* Goal *
Repeat the material below exactly, line for line.

Position identification records:
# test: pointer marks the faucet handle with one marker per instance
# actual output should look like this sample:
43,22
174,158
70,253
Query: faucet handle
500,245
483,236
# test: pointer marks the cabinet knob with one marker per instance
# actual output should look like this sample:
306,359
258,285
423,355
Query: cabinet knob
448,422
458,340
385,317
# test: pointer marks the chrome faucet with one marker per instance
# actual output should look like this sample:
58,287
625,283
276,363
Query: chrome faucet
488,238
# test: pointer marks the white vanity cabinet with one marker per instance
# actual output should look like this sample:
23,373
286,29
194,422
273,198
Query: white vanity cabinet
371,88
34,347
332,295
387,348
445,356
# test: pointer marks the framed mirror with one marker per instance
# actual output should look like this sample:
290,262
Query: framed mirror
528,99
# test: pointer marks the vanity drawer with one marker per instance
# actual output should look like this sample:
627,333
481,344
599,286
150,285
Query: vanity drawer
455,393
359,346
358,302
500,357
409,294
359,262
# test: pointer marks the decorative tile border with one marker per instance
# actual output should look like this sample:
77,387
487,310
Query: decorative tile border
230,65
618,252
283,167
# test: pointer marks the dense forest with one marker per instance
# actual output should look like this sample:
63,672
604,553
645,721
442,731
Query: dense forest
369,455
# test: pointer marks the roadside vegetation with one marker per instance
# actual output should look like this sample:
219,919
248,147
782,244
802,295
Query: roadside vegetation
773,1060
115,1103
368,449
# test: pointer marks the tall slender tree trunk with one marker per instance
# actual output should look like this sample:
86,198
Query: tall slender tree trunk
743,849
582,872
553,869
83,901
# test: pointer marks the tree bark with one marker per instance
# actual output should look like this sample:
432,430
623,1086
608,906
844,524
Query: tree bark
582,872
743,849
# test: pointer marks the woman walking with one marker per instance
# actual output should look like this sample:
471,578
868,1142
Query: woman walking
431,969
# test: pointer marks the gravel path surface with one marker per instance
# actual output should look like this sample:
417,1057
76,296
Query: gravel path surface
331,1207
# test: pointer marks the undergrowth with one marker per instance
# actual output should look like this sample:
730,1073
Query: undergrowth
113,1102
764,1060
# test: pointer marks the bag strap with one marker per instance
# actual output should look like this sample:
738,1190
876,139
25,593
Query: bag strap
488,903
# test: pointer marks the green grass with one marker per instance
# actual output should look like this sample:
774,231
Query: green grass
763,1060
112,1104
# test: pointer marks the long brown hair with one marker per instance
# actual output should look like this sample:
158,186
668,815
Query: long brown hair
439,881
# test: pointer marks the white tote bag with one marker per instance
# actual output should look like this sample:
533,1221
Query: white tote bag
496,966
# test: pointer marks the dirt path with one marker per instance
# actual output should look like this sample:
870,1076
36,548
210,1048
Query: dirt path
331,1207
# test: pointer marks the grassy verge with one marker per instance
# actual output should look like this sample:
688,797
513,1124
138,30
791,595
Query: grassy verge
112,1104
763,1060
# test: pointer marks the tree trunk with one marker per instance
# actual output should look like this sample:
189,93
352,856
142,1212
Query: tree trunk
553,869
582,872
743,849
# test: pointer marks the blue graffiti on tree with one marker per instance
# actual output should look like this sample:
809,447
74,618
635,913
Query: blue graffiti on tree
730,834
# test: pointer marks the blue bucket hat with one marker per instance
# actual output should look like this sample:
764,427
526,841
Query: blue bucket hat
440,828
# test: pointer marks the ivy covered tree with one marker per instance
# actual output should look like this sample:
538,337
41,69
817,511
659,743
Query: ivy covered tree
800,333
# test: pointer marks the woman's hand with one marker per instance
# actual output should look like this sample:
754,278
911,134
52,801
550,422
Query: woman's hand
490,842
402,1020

* Solution for this problem *
# test: pointer marks the faucet handle with one marker per instance
# actual output should look like this sample:
43,22
174,158
70,253
Query: faucet handle
500,245
483,236
# test: pointer marks the cabinet knob with one marker per instance
# actual output should look like this sample:
306,359
258,285
423,355
Query: cabinet knob
448,422
458,340
385,317
# test: pointer marks the chrome faucet with one marker per instance
# actual output should look like this sample:
58,287
625,283
276,363
Query: chrome faucet
488,238
# test: pointer marks the white vanity cabinet with one marker per instance
# actual output should look like this sample:
23,373
286,29
194,422
273,198
Query: white vanity cabinet
371,88
34,347
332,295
387,348
445,356
# test: pointer marks the framed mirror with one marker per instance
# actual output should look like this sample:
290,262
Query: framed mirror
528,99
# test: pointer marks the vanity drawer with one marker per instance
# actual output should look like this sample:
627,333
481,344
599,286
150,285
Query: vanity drawer
455,393
359,346
358,302
500,357
409,294
359,262
# test: pointer marks the decorative tile border with one marker per instance
# actual output should look like this sample:
77,387
487,310
Query: decorative tile border
230,65
618,252
283,167
# test: pointer marks the dense forest with one marker per instance
# actual output should look like this sample:
63,672
604,553
645,721
442,731
Query: dense forest
369,455
# test: pointer marks the roadside vegetation with one marker per instance
# actual output should look like this sample:
219,919
248,147
782,244
802,295
Query: roadside vegetation
773,1060
115,1103
368,449
# test: pointer marks the tall slender tree trunk with one marker per instance
# actual output should look like this sample:
86,198
Query: tall slender tree trunk
743,849
582,872
553,869
83,901
# test: pointer marks the tree bark with one marker per instance
# actual output should look like this sample:
432,430
623,1086
608,906
844,524
Query: tree bark
582,872
743,849
# test: pointer marks the woman walking with one marker per instance
# actual output should look like this sample:
471,578
868,1142
Query: woman walking
431,969
# test: pointer marks the gravel path surface with one marker per instance
# actual output should look like this sample:
417,1057
76,296
Query: gravel path surface
331,1207
# test: pointer marks the undergrowth with one marker per instance
# actual output should look like this sample:
730,1073
Query: undergrowth
113,1102
764,1060
# test: pointer marks the bag strap with one marker per instance
# actual output should look like this sample:
738,1190
876,139
25,593
Query: bag strap
488,903
# test: pointer marks the green grass with one marker per instance
# actual output should look like this sample:
774,231
Query: green grass
763,1060
112,1104
# test: pointer marks the long brown hair with one marker per instance
# actual output should look like this sample:
158,186
668,815
Query: long brown hair
439,881
# test: pointer marks the white tote bag with one marker per instance
# actual output should look like this sample:
533,1221
Query: white tote bag
496,966
# test: pointer marks the dirt path with one marker per instance
# actual output should look like this sample:
870,1076
36,548
210,1048
Query: dirt path
331,1207
# test: pointer marks the grassy verge with one marker per instance
# actual output should look like this sample:
688,797
513,1124
138,30
791,595
Query: grassy verge
112,1104
763,1060
# test: pointer marks the tree trunk with one marker per instance
# actual output should look like this sample:
189,93
352,856
142,1212
Query: tree trunk
553,869
582,872
743,849
# test: pointer marks the blue graffiti on tree with one marker per instance
# actual output should look like this sample:
809,447
74,618
635,913
Query: blue graffiti on tree
730,834
# test: pointer marks the blue bucket hat with one marker per instance
# actual output should look like this sample:
764,427
526,841
Query: blue bucket hat
440,828
# test: pointer marks the ivy covered tree with one marker per instance
# actual output should look like this sample:
538,337
41,69
817,511
659,743
Query: ivy covered tree
800,333
# test: pointer marks the woman's hand with one marker per instance
# actual output should look like this sample:
754,278
911,134
52,801
550,422
Query: woman's hand
490,842
402,1020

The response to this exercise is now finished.